> [WHAT IS REQUIRED]:
Print the listing below exactly, leaving nothing out.

[TASK INPUT]

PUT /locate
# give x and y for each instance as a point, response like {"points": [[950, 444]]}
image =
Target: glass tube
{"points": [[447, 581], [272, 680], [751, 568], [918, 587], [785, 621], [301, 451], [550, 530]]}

[/TASK INPUT]

> [RESPONSE BELOW]:
PUT /locate
# give x and y for each instance as a point, response like {"points": [[950, 444]]}
image =
Target: glass tube
{"points": [[447, 581], [272, 680], [751, 568], [918, 587], [785, 621], [301, 451], [550, 530]]}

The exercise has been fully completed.